Stored items
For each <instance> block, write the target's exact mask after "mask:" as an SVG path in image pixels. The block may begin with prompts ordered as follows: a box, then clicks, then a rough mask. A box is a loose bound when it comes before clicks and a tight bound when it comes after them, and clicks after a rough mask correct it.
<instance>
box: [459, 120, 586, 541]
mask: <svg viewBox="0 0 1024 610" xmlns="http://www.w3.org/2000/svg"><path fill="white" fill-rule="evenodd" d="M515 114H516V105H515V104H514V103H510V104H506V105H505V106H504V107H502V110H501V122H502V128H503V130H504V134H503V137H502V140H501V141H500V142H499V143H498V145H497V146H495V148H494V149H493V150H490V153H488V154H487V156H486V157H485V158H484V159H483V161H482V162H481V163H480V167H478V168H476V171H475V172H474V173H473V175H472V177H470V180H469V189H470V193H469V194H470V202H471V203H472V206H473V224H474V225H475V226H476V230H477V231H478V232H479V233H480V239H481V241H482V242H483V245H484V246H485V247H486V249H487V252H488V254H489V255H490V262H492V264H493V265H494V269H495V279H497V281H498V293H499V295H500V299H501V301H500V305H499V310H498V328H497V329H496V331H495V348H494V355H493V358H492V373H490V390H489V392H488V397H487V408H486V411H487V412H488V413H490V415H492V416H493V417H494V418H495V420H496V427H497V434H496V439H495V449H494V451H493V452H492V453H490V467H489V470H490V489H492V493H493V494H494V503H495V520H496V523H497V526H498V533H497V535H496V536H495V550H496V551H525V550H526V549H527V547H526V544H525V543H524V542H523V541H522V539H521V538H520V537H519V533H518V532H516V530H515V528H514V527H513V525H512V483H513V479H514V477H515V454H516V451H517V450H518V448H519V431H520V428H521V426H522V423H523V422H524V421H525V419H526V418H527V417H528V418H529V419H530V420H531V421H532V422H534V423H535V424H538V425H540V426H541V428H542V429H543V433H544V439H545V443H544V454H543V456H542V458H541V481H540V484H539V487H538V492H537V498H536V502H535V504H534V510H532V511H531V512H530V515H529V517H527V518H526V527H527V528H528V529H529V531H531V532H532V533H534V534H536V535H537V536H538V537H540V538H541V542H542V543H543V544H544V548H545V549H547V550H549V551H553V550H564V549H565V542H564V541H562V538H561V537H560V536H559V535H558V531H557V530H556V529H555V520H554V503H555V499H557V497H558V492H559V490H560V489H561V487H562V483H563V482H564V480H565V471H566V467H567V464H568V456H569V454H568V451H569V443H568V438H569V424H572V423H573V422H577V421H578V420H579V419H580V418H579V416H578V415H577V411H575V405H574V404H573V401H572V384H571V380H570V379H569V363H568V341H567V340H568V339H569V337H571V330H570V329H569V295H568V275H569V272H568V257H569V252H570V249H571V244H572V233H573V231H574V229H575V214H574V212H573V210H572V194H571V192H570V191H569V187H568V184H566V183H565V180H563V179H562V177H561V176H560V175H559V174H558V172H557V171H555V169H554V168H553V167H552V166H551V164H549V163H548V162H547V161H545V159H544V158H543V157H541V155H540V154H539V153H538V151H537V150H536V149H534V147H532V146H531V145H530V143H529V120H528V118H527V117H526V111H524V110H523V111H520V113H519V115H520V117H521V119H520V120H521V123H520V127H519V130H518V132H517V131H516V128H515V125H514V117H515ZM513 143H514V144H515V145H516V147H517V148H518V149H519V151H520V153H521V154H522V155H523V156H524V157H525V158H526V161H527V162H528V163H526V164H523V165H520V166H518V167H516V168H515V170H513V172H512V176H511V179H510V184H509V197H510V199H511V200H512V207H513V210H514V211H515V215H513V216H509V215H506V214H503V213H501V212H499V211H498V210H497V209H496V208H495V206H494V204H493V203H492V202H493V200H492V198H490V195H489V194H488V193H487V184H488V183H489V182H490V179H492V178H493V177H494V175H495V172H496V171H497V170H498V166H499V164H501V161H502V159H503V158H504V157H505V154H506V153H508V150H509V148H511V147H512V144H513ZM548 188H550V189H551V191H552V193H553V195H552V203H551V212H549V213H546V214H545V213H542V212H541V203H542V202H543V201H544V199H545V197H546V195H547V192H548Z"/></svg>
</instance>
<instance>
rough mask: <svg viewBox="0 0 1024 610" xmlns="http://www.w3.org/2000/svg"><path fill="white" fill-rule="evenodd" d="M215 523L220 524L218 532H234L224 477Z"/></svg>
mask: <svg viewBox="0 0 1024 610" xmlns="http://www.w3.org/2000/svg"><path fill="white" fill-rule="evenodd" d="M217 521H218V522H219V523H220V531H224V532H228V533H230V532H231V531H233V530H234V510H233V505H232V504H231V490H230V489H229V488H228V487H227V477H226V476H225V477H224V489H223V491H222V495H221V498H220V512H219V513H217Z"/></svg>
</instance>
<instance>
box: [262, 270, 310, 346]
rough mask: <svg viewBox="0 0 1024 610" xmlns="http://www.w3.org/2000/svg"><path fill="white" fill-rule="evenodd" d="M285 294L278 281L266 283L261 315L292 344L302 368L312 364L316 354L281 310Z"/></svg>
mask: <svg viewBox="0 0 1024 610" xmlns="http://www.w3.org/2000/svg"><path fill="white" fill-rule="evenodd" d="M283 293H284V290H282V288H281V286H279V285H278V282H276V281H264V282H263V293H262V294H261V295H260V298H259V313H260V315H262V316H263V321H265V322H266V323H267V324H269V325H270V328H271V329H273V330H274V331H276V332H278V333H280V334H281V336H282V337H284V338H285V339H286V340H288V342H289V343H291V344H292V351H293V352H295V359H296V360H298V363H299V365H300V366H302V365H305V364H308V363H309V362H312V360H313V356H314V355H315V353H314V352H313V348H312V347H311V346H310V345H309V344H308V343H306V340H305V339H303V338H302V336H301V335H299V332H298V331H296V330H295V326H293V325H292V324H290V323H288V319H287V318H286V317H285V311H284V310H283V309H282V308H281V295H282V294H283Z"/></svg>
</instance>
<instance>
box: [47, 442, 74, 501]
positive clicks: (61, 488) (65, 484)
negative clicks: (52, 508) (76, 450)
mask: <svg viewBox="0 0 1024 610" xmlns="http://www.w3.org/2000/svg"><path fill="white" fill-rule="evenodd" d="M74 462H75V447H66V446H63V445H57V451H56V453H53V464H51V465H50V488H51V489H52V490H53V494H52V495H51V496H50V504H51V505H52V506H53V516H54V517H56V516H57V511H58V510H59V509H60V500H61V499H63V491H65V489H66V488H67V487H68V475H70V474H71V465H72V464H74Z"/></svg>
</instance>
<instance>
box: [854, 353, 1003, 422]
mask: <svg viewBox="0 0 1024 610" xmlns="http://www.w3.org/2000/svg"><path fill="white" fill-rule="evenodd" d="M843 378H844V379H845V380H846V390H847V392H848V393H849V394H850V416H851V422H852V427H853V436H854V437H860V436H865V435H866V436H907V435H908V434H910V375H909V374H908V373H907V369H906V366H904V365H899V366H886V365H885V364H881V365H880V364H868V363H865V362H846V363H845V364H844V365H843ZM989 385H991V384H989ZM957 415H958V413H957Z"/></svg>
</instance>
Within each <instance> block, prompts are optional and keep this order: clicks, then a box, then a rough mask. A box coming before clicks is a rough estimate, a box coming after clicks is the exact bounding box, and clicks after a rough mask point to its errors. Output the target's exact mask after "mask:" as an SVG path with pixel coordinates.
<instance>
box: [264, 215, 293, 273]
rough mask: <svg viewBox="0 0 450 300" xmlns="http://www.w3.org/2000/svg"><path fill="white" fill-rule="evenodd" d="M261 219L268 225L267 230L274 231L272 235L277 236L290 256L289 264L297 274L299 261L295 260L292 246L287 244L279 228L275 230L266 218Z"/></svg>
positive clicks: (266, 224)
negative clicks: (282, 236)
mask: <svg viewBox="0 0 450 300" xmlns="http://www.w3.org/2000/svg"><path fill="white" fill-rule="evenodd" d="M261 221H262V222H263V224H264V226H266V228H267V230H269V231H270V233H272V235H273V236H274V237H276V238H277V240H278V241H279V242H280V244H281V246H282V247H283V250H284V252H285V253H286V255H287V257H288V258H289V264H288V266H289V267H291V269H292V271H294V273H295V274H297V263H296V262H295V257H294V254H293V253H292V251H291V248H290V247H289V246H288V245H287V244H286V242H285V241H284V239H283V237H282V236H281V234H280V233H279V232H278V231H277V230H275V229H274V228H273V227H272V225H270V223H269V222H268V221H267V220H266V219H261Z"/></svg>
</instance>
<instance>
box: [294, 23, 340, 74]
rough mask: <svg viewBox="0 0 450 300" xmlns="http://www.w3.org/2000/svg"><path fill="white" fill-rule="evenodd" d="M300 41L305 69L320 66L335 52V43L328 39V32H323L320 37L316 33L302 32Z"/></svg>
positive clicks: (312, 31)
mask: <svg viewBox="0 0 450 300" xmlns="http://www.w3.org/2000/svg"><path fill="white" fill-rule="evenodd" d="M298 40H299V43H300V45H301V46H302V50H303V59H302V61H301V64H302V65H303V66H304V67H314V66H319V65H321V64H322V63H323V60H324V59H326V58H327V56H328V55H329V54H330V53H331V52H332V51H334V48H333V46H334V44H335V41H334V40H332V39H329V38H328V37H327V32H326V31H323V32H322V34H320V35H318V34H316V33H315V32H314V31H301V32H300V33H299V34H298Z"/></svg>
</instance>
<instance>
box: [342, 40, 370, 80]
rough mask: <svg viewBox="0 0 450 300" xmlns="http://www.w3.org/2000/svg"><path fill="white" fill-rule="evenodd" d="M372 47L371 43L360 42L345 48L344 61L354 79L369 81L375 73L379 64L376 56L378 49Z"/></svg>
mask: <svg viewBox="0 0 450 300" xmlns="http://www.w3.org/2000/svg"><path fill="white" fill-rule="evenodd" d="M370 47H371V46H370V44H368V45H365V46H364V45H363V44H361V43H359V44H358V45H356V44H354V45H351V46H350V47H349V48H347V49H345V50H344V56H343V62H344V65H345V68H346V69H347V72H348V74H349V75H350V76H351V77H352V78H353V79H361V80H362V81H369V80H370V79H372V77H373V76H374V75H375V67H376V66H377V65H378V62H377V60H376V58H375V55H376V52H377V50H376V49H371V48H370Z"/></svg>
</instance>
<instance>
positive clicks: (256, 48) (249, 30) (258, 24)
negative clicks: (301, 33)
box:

▶ [How to complete this task]: Return exactly what appears in the records from the line with "positive clicks: (312, 31)" through the final line, and nothing else.

▶ [Task answer]:
positive clicks: (312, 31)
mask: <svg viewBox="0 0 450 300" xmlns="http://www.w3.org/2000/svg"><path fill="white" fill-rule="evenodd" d="M298 40H299V43H300V45H301V46H302V50H303V59H302V61H301V64H302V65H303V66H304V67H314V66H319V65H321V64H322V63H323V60H324V59H326V58H327V56H328V55H329V54H330V53H331V52H332V51H334V48H333V46H334V44H335V41H334V40H332V39H329V38H328V37H327V32H326V31H323V32H322V34H320V35H318V34H316V33H315V32H314V31H301V32H300V33H299V34H298Z"/></svg>
</instance>
<instance>
box: [342, 40, 370, 80]
rough mask: <svg viewBox="0 0 450 300" xmlns="http://www.w3.org/2000/svg"><path fill="white" fill-rule="evenodd" d="M372 47L371 43L360 42L345 48L344 61L354 79L369 81L375 73L379 64L376 56L378 49Z"/></svg>
mask: <svg viewBox="0 0 450 300" xmlns="http://www.w3.org/2000/svg"><path fill="white" fill-rule="evenodd" d="M370 47H371V46H370V44H368V45H365V46H364V45H363V44H361V43H359V44H358V45H356V44H354V45H351V46H350V47H349V48H347V49H345V50H344V56H343V62H344V65H345V68H346V69H347V72H348V74H349V75H350V76H351V77H352V78H353V79H361V80H362V81H369V80H370V79H372V77H373V76H374V75H375V67H376V66H377V65H378V62H377V60H376V58H375V55H376V52H377V50H376V49H371V48H370Z"/></svg>
</instance>
<instance>
positive clicks: (256, 48) (249, 30) (258, 24)
negative clicks: (301, 33)
box:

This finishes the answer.